- What the exercise asks:
Reproduce word for word the stretch of the beetle-tracking text that opens with the words containing "The transceiver sends out a radar" and closes with "twice the frequency.".

- Text segment:
The insects hitch rides across oceans in wooden crates and other
solid wood materials used in shipping, he explains. Once the
containers are unpacked, the insects fly off, mate, and spread.
The Asian longhorned beetle that invaded New York in 1996 has
since killed thousands of the state’s hardwood trees, including
maple, elms, willows, and poplars.
Williams’ primary responsibility is to study how to eradicate or
at least control invasive insects such as the Asian beetle.
Typically when an invader arrives, researchers identify its
location and search a wider circle around it for other bugs, he
says.
“In the case of wood-boring beetles, we’ll cut down all the host
trees that seem to be infested in an attempt to eradicate it,”
he said.
“What we need to know is how big the radius of the circle needs
to be—how far these bugs can fly.”Harmonic radar
Harmonic radar is one trick entomologists are using to
understand the range of large insects such as the Asian
longhorn.
The technique involves a transceiver, which Williams says looks
like a ray gun the fictional hero Buck Rogers might use, along
with tiny wire tags attached to the beetles.
The transceiver sends out a radar beam into the environment that
reflects off whatever it hits. Sensors then measure those
reflections.
But “everything out there is going to be received back at the
same frequency you send it out at...what you want is a unique
signal,” Williams said.
The tags attached to the beetles do this by reflecting back the
signal at a harmonic rate of frequency, at twice the frequency.
For example, if the transceiver sends out a signal at a
frequency of 917 megahertz, the tags will send back a signal at
1834 megahertz.
“That harmonic tag represents a unique signal out there from
everything else you’re looking at,” Williams said. “Attaching
that tag to an insect allows you to relocate the insect as it
flies around.”
In 2002 Williams and his colleagues went to the Asian longhorn
beetle’s native habitat of China and used harmonic radar
tracking to study the invasive bugs’ dispersal over a two-week
period.

- Recorded information:
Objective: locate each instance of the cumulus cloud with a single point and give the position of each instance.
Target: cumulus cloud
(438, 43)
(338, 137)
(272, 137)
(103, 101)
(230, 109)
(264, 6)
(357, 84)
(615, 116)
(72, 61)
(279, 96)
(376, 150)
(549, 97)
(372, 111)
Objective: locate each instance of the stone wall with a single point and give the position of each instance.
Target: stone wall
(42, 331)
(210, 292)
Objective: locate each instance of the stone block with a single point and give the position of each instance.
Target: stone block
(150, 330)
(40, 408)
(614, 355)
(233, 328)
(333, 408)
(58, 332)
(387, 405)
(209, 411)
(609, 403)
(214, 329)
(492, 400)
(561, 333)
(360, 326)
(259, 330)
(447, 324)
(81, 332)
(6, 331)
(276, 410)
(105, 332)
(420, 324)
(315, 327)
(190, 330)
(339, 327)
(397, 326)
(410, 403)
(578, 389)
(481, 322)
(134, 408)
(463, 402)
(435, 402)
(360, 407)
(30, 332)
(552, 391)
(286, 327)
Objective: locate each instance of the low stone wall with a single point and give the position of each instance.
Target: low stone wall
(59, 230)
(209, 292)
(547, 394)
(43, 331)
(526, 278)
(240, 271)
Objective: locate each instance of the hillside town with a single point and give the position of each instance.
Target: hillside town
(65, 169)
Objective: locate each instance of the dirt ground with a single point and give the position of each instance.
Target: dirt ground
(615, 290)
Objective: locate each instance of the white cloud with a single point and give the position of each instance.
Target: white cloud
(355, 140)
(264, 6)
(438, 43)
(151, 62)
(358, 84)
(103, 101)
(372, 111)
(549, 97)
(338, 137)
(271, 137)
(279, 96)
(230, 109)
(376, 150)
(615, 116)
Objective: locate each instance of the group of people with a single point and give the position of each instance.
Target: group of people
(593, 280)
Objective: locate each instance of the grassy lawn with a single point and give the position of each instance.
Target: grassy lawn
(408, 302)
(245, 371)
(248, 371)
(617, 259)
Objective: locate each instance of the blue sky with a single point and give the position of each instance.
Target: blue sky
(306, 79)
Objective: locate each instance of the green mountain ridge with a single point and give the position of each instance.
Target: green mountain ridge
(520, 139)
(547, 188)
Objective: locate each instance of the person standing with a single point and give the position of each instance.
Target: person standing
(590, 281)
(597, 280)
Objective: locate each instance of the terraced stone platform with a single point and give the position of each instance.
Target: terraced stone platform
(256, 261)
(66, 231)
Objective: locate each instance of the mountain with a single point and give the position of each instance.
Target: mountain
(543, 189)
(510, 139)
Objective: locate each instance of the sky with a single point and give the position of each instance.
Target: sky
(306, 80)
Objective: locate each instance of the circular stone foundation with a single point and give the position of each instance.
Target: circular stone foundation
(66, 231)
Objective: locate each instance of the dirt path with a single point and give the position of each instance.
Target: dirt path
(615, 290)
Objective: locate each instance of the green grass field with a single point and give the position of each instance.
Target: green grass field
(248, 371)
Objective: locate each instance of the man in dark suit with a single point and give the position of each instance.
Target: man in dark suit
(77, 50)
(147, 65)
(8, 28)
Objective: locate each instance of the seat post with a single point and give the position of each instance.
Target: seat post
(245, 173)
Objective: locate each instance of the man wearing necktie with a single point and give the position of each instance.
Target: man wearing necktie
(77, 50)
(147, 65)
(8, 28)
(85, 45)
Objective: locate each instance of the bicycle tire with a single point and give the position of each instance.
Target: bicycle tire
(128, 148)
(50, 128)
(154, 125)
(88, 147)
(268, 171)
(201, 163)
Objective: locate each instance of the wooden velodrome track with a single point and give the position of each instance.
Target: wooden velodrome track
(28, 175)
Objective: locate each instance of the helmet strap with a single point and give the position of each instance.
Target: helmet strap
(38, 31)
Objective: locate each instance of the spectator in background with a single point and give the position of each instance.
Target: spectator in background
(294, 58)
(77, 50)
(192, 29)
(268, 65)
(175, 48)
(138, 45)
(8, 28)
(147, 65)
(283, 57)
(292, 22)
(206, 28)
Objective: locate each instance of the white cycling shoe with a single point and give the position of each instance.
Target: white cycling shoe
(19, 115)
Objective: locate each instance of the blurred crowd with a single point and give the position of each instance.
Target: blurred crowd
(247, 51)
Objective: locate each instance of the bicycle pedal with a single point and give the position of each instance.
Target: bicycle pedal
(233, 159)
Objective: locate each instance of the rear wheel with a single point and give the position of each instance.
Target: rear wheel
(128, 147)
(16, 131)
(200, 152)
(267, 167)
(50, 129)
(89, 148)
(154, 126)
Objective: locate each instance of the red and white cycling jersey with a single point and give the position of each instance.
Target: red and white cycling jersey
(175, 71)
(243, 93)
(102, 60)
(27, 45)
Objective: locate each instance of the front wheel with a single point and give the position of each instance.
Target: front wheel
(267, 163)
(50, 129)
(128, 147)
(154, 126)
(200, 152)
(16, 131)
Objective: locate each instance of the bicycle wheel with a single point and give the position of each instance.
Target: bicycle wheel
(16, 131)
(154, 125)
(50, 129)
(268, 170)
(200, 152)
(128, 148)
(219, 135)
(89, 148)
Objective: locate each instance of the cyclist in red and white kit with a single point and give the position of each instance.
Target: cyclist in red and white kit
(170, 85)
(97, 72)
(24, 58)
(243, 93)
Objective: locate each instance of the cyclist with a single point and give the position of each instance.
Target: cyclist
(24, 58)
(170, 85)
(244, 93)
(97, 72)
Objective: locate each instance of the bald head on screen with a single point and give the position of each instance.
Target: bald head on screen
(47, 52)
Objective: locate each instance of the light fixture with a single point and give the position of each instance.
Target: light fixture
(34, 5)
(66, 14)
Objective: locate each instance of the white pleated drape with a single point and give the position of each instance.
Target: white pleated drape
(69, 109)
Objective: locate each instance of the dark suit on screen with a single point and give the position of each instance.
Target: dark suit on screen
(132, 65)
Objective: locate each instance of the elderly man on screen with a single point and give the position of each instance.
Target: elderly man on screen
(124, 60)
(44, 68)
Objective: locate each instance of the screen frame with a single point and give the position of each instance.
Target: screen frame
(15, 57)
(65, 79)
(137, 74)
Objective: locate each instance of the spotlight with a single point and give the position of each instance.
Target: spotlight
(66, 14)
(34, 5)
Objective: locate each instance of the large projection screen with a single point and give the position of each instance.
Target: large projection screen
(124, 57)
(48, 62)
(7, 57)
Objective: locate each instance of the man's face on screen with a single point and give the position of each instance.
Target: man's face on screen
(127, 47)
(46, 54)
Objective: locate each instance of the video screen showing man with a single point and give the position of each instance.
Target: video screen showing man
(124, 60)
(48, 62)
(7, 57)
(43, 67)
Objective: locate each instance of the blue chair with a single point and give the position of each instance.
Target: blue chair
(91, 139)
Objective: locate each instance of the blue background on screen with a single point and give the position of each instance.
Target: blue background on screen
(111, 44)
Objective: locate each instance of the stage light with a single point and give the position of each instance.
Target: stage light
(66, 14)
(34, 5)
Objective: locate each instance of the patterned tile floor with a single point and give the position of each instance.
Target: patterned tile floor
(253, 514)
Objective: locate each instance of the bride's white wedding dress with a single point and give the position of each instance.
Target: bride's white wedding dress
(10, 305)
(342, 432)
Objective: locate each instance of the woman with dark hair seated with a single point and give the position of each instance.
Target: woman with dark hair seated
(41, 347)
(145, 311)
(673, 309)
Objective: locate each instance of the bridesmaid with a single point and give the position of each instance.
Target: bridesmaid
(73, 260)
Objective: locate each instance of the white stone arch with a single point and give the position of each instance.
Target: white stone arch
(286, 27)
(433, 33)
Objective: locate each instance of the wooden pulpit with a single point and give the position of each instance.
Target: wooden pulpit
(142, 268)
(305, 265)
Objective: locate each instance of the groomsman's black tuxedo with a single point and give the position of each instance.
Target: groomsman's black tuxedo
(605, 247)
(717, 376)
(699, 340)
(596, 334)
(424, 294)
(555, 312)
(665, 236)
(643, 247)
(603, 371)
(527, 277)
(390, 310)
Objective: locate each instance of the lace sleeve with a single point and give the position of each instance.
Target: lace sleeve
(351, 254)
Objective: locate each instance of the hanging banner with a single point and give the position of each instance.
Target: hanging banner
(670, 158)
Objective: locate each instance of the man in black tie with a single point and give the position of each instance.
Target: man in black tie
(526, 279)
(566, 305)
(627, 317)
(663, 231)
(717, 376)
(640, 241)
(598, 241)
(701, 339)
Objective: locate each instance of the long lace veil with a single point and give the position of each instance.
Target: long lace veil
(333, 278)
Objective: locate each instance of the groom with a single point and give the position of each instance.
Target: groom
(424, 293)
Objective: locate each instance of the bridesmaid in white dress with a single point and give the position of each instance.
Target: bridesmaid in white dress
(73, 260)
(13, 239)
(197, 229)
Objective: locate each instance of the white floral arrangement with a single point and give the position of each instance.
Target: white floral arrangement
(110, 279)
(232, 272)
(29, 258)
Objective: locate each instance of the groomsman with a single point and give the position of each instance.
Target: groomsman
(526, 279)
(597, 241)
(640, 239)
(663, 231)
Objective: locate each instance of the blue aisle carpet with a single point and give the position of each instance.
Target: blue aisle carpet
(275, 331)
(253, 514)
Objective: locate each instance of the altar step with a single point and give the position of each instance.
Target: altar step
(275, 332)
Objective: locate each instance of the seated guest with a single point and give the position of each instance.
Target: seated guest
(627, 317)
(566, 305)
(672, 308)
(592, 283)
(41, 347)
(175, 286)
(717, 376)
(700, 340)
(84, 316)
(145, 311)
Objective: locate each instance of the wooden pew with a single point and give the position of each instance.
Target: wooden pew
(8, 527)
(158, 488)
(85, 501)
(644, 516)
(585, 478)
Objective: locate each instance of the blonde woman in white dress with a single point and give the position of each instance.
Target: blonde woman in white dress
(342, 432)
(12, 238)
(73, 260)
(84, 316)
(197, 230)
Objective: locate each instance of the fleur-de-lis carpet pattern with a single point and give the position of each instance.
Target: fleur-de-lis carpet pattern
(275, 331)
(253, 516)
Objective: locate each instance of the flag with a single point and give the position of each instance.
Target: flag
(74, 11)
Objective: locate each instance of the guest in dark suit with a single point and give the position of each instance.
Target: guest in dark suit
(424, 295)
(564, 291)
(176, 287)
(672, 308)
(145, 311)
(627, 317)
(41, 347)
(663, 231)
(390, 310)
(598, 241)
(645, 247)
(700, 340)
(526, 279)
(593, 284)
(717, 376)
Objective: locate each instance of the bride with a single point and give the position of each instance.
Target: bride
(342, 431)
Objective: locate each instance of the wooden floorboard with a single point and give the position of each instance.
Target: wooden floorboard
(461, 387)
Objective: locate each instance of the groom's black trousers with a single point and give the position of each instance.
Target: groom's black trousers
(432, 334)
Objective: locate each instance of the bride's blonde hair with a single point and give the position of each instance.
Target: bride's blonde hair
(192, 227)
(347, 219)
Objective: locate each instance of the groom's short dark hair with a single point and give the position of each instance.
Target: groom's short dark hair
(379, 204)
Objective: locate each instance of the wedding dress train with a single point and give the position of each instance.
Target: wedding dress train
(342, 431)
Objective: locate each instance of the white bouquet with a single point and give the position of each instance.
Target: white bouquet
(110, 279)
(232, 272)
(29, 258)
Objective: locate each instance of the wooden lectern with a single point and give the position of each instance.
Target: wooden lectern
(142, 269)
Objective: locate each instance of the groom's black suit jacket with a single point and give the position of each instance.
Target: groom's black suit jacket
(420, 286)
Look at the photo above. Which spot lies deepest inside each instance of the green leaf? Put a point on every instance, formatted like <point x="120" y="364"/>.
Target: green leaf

- Result:
The transceiver sends out a radar beam into the environment that
reflects off whatever it hits. Sensors then measure those
reflections.
But “everything out there is going to be received back at the
same frequency you send it out at...what you want is a unique
signal,” Williams said.
The tags attached to the beetles do this by reflecting back the
signal at a harmonic rate of frequency, at twice the frequency.